| Exercise directions |
The answer is to be all of the data below, reproduced exactly.

| Record excerpts |
Content starts

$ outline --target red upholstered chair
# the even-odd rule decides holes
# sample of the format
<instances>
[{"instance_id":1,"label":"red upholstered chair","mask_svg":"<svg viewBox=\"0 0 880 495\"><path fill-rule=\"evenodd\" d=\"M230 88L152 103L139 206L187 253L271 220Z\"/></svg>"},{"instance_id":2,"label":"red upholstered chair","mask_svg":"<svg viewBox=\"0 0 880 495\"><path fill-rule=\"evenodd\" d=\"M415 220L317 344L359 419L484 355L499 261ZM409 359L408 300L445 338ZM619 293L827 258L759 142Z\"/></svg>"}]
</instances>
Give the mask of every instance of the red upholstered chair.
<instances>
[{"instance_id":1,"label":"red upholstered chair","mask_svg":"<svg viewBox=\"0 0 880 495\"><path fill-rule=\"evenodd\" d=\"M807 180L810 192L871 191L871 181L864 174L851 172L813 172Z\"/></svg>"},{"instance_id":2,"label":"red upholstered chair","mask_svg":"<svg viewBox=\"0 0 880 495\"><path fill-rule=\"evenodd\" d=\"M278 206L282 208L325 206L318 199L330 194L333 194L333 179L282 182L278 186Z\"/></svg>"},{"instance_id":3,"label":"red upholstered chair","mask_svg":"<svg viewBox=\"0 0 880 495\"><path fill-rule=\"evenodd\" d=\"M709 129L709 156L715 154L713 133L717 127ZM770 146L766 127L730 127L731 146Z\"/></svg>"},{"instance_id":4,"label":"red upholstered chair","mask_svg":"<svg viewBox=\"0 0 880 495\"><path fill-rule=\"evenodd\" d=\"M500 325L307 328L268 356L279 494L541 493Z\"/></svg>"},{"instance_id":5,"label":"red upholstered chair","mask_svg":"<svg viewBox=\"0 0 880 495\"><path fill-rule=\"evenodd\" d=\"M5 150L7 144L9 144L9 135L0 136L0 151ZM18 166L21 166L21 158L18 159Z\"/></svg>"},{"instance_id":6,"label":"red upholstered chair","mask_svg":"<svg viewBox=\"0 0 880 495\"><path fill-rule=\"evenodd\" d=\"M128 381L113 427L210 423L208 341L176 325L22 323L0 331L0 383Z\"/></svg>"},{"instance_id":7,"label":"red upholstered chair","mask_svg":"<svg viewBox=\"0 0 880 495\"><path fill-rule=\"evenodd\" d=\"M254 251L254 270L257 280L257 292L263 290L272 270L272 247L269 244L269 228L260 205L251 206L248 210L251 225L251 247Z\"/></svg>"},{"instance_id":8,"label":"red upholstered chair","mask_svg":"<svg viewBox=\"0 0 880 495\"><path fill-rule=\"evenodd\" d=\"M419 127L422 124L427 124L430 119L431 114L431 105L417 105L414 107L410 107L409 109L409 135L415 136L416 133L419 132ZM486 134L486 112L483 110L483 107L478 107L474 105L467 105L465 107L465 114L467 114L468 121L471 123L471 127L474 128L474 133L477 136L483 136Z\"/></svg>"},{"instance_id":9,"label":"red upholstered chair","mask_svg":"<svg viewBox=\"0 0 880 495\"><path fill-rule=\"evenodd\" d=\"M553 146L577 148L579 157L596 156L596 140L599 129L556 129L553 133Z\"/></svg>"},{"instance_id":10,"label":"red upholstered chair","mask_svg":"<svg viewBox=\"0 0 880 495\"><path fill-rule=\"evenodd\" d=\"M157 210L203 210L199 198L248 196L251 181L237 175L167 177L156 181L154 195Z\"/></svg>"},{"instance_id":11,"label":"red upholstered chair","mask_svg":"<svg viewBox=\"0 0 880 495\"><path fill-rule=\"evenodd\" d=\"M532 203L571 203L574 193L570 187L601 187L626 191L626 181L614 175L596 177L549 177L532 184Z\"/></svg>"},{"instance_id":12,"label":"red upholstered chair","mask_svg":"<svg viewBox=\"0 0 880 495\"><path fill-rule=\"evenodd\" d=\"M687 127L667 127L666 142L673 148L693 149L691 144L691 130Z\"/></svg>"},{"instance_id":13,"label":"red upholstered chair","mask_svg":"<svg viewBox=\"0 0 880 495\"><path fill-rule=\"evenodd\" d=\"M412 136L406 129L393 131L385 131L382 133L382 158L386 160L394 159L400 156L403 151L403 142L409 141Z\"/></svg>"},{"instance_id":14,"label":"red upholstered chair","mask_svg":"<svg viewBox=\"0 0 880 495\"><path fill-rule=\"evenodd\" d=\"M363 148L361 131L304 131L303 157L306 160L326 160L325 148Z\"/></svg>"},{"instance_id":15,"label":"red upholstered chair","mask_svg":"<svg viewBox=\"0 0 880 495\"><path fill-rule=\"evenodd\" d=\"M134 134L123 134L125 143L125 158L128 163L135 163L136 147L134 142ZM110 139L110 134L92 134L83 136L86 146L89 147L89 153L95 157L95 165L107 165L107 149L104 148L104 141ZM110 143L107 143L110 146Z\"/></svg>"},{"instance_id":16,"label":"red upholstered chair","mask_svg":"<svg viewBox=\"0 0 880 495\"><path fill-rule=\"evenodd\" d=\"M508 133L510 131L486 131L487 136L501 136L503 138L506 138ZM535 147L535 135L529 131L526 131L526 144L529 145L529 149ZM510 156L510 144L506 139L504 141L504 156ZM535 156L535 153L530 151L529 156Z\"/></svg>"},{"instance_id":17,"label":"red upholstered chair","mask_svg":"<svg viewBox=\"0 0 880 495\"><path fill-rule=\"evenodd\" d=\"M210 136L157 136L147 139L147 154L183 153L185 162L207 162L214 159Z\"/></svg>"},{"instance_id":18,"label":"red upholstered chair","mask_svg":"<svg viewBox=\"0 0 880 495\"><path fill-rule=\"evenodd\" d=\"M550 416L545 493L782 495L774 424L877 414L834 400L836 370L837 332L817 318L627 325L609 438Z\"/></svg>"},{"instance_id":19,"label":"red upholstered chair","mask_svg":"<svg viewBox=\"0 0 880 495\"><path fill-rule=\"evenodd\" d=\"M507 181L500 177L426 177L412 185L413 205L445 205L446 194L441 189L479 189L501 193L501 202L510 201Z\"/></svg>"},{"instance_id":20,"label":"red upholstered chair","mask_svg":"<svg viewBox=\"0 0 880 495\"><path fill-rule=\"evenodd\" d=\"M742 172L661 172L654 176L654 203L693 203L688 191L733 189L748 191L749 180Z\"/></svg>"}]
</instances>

Content ends

| Answer |
$ outline --target red upholstered chair
# the even-odd rule decides holes
# sample of the format
<instances>
[{"instance_id":1,"label":"red upholstered chair","mask_svg":"<svg viewBox=\"0 0 880 495\"><path fill-rule=\"evenodd\" d=\"M230 88L152 103L139 206L187 253L271 220Z\"/></svg>"},{"instance_id":2,"label":"red upholstered chair","mask_svg":"<svg viewBox=\"0 0 880 495\"><path fill-rule=\"evenodd\" d=\"M415 220L317 344L359 419L484 355L499 261ZM409 359L408 300L445 338ZM619 293L827 258L759 142Z\"/></svg>"}]
</instances>
Give the mask of every instance of the red upholstered chair.
<instances>
[{"instance_id":1,"label":"red upholstered chair","mask_svg":"<svg viewBox=\"0 0 880 495\"><path fill-rule=\"evenodd\" d=\"M807 180L810 192L871 191L871 181L864 174L851 172L813 172Z\"/></svg>"},{"instance_id":2,"label":"red upholstered chair","mask_svg":"<svg viewBox=\"0 0 880 495\"><path fill-rule=\"evenodd\" d=\"M278 206L282 208L325 206L318 199L330 194L333 194L333 179L282 182L278 186Z\"/></svg>"},{"instance_id":3,"label":"red upholstered chair","mask_svg":"<svg viewBox=\"0 0 880 495\"><path fill-rule=\"evenodd\" d=\"M709 129L709 156L715 154L713 133L717 127ZM770 146L766 127L730 127L731 146Z\"/></svg>"},{"instance_id":4,"label":"red upholstered chair","mask_svg":"<svg viewBox=\"0 0 880 495\"><path fill-rule=\"evenodd\" d=\"M500 325L307 328L268 356L279 494L541 493Z\"/></svg>"},{"instance_id":5,"label":"red upholstered chair","mask_svg":"<svg viewBox=\"0 0 880 495\"><path fill-rule=\"evenodd\" d=\"M5 150L7 144L9 144L9 135L0 136L0 151ZM18 166L21 166L21 158L18 159Z\"/></svg>"},{"instance_id":6,"label":"red upholstered chair","mask_svg":"<svg viewBox=\"0 0 880 495\"><path fill-rule=\"evenodd\" d=\"M128 381L113 427L210 423L208 341L176 325L22 323L0 331L0 383Z\"/></svg>"},{"instance_id":7,"label":"red upholstered chair","mask_svg":"<svg viewBox=\"0 0 880 495\"><path fill-rule=\"evenodd\" d=\"M254 251L254 270L257 280L257 292L263 290L272 270L272 247L269 244L269 228L260 205L251 206L248 210L251 225L251 247Z\"/></svg>"},{"instance_id":8,"label":"red upholstered chair","mask_svg":"<svg viewBox=\"0 0 880 495\"><path fill-rule=\"evenodd\" d=\"M419 127L422 124L427 124L430 119L431 114L431 105L417 105L414 107L410 107L409 109L409 135L415 136L416 133L419 132ZM486 134L486 112L483 110L483 107L478 107L474 105L467 105L465 107L465 114L467 114L468 121L471 123L471 127L474 128L474 133L477 136L483 136Z\"/></svg>"},{"instance_id":9,"label":"red upholstered chair","mask_svg":"<svg viewBox=\"0 0 880 495\"><path fill-rule=\"evenodd\" d=\"M553 146L577 148L579 157L596 156L596 140L599 129L556 129L553 133Z\"/></svg>"},{"instance_id":10,"label":"red upholstered chair","mask_svg":"<svg viewBox=\"0 0 880 495\"><path fill-rule=\"evenodd\" d=\"M157 210L203 210L199 198L248 196L251 181L237 175L167 177L156 181L154 195Z\"/></svg>"},{"instance_id":11,"label":"red upholstered chair","mask_svg":"<svg viewBox=\"0 0 880 495\"><path fill-rule=\"evenodd\" d=\"M532 203L571 203L574 193L570 187L601 187L626 191L626 181L614 175L596 177L549 177L532 184Z\"/></svg>"},{"instance_id":12,"label":"red upholstered chair","mask_svg":"<svg viewBox=\"0 0 880 495\"><path fill-rule=\"evenodd\" d=\"M687 127L667 127L666 142L673 148L693 149L691 144L691 130Z\"/></svg>"},{"instance_id":13,"label":"red upholstered chair","mask_svg":"<svg viewBox=\"0 0 880 495\"><path fill-rule=\"evenodd\" d=\"M412 136L406 129L393 131L385 131L382 133L382 158L386 160L394 159L400 156L403 151L403 142L409 141Z\"/></svg>"},{"instance_id":14,"label":"red upholstered chair","mask_svg":"<svg viewBox=\"0 0 880 495\"><path fill-rule=\"evenodd\" d=\"M363 148L361 131L304 131L303 157L306 160L326 160L325 148Z\"/></svg>"},{"instance_id":15,"label":"red upholstered chair","mask_svg":"<svg viewBox=\"0 0 880 495\"><path fill-rule=\"evenodd\" d=\"M134 134L123 134L125 143L125 158L128 163L135 163L136 147L134 142ZM110 139L110 134L92 134L83 136L86 146L89 147L89 153L95 157L95 165L107 165L107 149L104 148L104 141ZM110 143L107 143L110 146Z\"/></svg>"},{"instance_id":16,"label":"red upholstered chair","mask_svg":"<svg viewBox=\"0 0 880 495\"><path fill-rule=\"evenodd\" d=\"M508 133L510 131L486 131L487 136L501 136L503 138L506 138ZM535 147L535 135L529 131L526 131L526 144L529 145L529 149ZM510 156L510 144L506 139L504 141L504 156ZM535 156L535 153L530 151L529 156Z\"/></svg>"},{"instance_id":17,"label":"red upholstered chair","mask_svg":"<svg viewBox=\"0 0 880 495\"><path fill-rule=\"evenodd\" d=\"M210 136L157 136L147 139L147 154L183 153L185 162L207 162L214 159Z\"/></svg>"},{"instance_id":18,"label":"red upholstered chair","mask_svg":"<svg viewBox=\"0 0 880 495\"><path fill-rule=\"evenodd\" d=\"M550 416L545 493L782 495L774 424L877 414L834 400L836 370L837 332L817 318L627 325L609 438Z\"/></svg>"},{"instance_id":19,"label":"red upholstered chair","mask_svg":"<svg viewBox=\"0 0 880 495\"><path fill-rule=\"evenodd\" d=\"M507 181L500 177L426 177L412 185L413 205L445 205L446 194L441 189L479 189L501 193L501 202L510 201Z\"/></svg>"},{"instance_id":20,"label":"red upholstered chair","mask_svg":"<svg viewBox=\"0 0 880 495\"><path fill-rule=\"evenodd\" d=\"M742 172L661 172L654 176L654 203L693 203L688 191L733 189L748 191L749 180Z\"/></svg>"}]
</instances>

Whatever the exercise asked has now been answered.